## How to complete this task
Copy the records below in full, changing no character.

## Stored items
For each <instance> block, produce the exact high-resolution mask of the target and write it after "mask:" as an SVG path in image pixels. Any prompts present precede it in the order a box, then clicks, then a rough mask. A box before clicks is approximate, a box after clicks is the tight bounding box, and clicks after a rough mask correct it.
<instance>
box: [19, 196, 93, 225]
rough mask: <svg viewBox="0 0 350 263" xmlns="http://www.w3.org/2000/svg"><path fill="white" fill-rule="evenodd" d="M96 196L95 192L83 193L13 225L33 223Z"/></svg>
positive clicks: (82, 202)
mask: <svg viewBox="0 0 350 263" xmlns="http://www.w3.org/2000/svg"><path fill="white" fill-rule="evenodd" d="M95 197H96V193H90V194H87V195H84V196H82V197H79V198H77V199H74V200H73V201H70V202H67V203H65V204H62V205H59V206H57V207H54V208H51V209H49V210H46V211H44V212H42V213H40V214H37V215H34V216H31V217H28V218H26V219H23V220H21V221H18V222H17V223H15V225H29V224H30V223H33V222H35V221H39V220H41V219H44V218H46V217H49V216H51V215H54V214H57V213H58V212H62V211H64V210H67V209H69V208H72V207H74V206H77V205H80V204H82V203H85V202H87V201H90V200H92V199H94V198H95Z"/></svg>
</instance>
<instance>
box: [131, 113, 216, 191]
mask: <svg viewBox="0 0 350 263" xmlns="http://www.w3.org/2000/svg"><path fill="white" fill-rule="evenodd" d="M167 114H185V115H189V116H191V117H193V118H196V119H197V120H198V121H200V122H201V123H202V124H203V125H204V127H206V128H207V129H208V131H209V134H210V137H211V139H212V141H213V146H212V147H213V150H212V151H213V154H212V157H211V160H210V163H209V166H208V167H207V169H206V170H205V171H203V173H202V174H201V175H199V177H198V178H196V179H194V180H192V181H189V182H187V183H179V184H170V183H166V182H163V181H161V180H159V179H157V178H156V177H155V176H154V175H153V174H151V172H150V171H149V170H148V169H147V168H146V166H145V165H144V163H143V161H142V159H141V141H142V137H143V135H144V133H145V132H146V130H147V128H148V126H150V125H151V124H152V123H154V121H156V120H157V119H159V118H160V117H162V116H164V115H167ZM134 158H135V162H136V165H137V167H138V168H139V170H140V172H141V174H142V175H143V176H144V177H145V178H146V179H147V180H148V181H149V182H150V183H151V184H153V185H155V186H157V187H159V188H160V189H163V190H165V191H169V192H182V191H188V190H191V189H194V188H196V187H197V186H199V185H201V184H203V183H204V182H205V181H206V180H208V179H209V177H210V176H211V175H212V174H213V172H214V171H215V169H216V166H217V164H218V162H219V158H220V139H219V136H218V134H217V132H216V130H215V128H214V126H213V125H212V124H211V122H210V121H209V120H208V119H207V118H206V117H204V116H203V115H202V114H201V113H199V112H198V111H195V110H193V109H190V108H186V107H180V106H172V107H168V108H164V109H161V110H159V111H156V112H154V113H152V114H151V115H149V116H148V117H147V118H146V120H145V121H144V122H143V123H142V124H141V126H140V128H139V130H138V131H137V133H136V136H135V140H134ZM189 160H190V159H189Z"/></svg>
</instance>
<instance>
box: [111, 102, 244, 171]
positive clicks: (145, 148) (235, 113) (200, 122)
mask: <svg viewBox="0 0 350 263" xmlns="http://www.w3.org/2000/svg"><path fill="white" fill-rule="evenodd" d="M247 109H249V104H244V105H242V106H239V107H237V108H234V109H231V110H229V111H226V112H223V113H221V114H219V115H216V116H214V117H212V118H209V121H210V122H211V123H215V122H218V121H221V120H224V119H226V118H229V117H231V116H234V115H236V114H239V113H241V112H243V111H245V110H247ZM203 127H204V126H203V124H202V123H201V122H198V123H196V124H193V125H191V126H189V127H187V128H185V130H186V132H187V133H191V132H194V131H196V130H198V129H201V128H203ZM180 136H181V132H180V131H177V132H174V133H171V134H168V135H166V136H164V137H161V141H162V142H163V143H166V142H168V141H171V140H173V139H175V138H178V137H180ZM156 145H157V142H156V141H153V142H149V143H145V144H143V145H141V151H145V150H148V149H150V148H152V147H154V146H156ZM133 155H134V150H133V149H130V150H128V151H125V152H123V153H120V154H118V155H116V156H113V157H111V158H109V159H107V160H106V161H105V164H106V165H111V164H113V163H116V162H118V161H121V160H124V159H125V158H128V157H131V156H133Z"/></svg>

## Answer space
For each <instance> block, produce the exact high-resolution mask of the target and write it after "mask:" as an SVG path in image pixels. Any prompts present precede it in the order a box, then clicks, then a rough mask. A box before clicks is approximate, a box after clicks is the tight bounding box, and clicks after a rough mask correct it.
<instance>
box: [19, 196, 93, 225]
rough mask: <svg viewBox="0 0 350 263" xmlns="http://www.w3.org/2000/svg"><path fill="white" fill-rule="evenodd" d="M96 196L95 192L83 193L13 225L33 223Z"/></svg>
positive clicks: (82, 202)
mask: <svg viewBox="0 0 350 263" xmlns="http://www.w3.org/2000/svg"><path fill="white" fill-rule="evenodd" d="M95 197H96V193H90V194H87V195H84V196H82V197H79V198H77V199H74V200H73V201H70V202H67V203H65V204H62V205H59V206H57V207H54V208H51V209H49V210H46V211H44V212H42V213H40V214H37V215H34V216H31V217H28V218H26V219H23V220H21V221H18V222H17V223H15V225H29V224H30V223H33V222H35V221H39V220H41V219H44V218H46V217H49V216H51V215H54V214H57V213H58V212H62V211H64V210H67V209H69V208H72V207H74V206H77V205H80V204H82V203H85V202H87V201H90V200H92V199H94V198H95Z"/></svg>
</instance>
<instance>
box: [131, 113, 216, 191]
mask: <svg viewBox="0 0 350 263" xmlns="http://www.w3.org/2000/svg"><path fill="white" fill-rule="evenodd" d="M167 114H185V115H189V116H191V117H193V118H196V119H197V120H198V121H200V122H201V123H202V124H203V125H204V127H206V128H207V129H208V131H209V134H210V137H211V139H212V141H213V146H212V147H213V150H212V151H213V154H212V157H211V160H210V163H209V166H208V167H207V169H206V170H205V171H203V173H202V174H201V175H199V177H198V178H196V179H194V180H192V181H189V182H187V183H179V184H170V183H166V182H163V181H161V180H159V179H157V178H156V177H155V176H154V175H153V174H151V172H150V171H149V170H148V169H147V168H146V166H145V165H144V163H143V161H142V159H141V141H142V137H143V135H144V133H145V132H146V130H147V128H148V126H150V125H151V124H152V123H154V121H156V120H157V119H159V118H160V117H162V116H164V115H167ZM134 158H135V162H136V165H137V167H138V168H139V170H140V172H141V174H142V175H143V176H144V177H145V178H146V179H147V180H148V181H149V182H150V183H151V184H153V185H155V186H157V187H159V188H160V189H163V190H165V191H169V192H182V191H188V190H191V189H194V188H196V187H197V186H199V185H201V184H203V183H204V182H205V181H206V180H208V179H209V177H210V176H211V175H212V174H213V172H214V171H215V169H216V166H217V164H218V162H219V158H220V139H219V136H218V134H217V132H216V130H215V128H214V126H213V125H212V124H211V122H210V121H209V120H208V119H207V118H206V117H204V116H203V115H202V114H201V113H199V112H198V111H195V110H193V109H190V108H186V107H180V106H172V107H168V108H164V109H161V110H159V111H156V112H154V113H152V114H151V115H149V116H148V117H147V118H146V120H145V121H144V122H143V123H142V124H141V126H140V128H139V130H138V131H137V133H136V136H135V140H134ZM189 160H190V159H189Z"/></svg>
</instance>
<instance>
box: [111, 102, 244, 171]
positive clicks: (145, 148) (235, 113) (200, 122)
mask: <svg viewBox="0 0 350 263" xmlns="http://www.w3.org/2000/svg"><path fill="white" fill-rule="evenodd" d="M247 109H249V104H244V105H242V106H239V107H237V108H234V109H231V110H229V111H226V112H223V113H221V114H219V115H216V116H214V117H212V118H209V121H210V122H211V123H215V122H218V121H221V120H224V119H226V118H229V117H231V116H234V115H236V114H239V113H241V112H243V111H245V110H247ZM203 127H204V126H203V124H202V123H201V122H198V123H196V124H193V125H191V126H189V127H187V128H185V130H186V132H187V133H191V132H194V131H196V130H198V129H201V128H203ZM180 136H181V132H180V131H177V132H174V133H171V134H168V135H166V136H164V137H161V141H162V142H163V143H166V142H168V141H171V140H173V139H175V138H178V137H180ZM156 145H157V142H156V141H153V142H149V143H145V144H143V145H141V151H145V150H148V149H150V148H152V147H154V146H156ZM133 155H134V150H133V149H130V150H128V151H125V152H123V153H120V154H118V155H116V156H113V157H111V158H109V159H107V160H106V161H105V164H106V165H111V164H113V163H116V162H118V161H121V160H124V159H125V158H128V157H131V156H133Z"/></svg>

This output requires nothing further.